#### SOURCE TEXT
In the same way that CBD negatively modulates the effects of THC at CB1, so it is believed to act upon 2-AG [8,33], though we know even less about this relationship compared to others described here. Preclinical work has been varied, with studies such as that of Remiszewski et al. reporting decreased 2-AG, versus Baranowksa-Kuczko et al., who reported increased 2-AG levels, both after 2 weeks of CBD administration in a rodent model [34,35]. There is much less work in humans on CBD and 2-AG, though Chester et al. recently reported that CBD administration had no effect on 2-AG levels at timepoints roughly 14 days after administration [26]. The field is sorely in need of additional data in humans on this relationship.
In summary, indications in the literature that AEA and 2-AG concentrations may play a prominent role in the symptomology of anxiety, and increasing evidence that they are modulated by exogenous cannabinoid use, suggests that further understanding of the relationships between AEA and 2-AG, THC and CBD, and their effects on anxiety would be highly beneficial to moving the field forward in this area. Thus, our primary research question presented in this study was whether the ad libitum use of legal market cannabis with differing cannabinoid contents was related to changes in AEA and 2-AG. Given the literature’s suggestion that short- and longer-term effects may differ, we examined these associations both under the acute influence of cannabinoids and over a 4-week period of naturalistic exposure.

#### GIVEN ENTRIES
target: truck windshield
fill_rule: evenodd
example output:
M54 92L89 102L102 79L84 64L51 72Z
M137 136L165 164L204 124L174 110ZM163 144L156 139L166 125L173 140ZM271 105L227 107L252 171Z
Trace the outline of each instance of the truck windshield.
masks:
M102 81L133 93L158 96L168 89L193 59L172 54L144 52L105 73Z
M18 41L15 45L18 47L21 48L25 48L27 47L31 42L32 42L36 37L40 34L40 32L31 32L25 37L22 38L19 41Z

#### YOUR ASSIGNMENT
Reproduce the full passage above on cannabinoids and the endocannabinoids AEA and 2-AG, word for word.

#### RESULT
In the same way that CBD negatively modulates the effects of THC at CB1, so it is believed to act upon 2-AG [8,33], though we know even less about this relationship compared to others described here. Preclinical work has been varied, with studies such as that of Remiszewski et al. reporting decreased 2-AG, versus Baranowksa-Kuczko et al., who reported increased 2-AG levels, both after 2 weeks of CBD administration in a rodent model [34,35]. There is much less work in humans on CBD and 2-AG, though Chester et al. recently reported that CBD administration had no effect on 2-AG levels at timepoints roughly 14 days after administration [26]. The field is sorely in need of additional data in humans on this relationship.
In summary, indications in the literature that AEA and 2-AG concentrations may play a prominent role in the symptomology of anxiety, and increasing evidence that they are modulated by exogenous cannabinoid use, suggests that further understanding of the relationships between AEA and 2-AG, THC and CBD, and their effects on anxiety would be highly beneficial to moving the field forward in this area. Thus, our primary research question presented in this study was whether the ad libitum use of legal market cannabis with differing cannabinoid contents was related to changes in AEA and 2-AG. Given the literature’s suggestion that short- and longer-term effects may differ, we examined these associations both under the acute influence of cannabinoids and over a 4-week period of naturalistic exposure.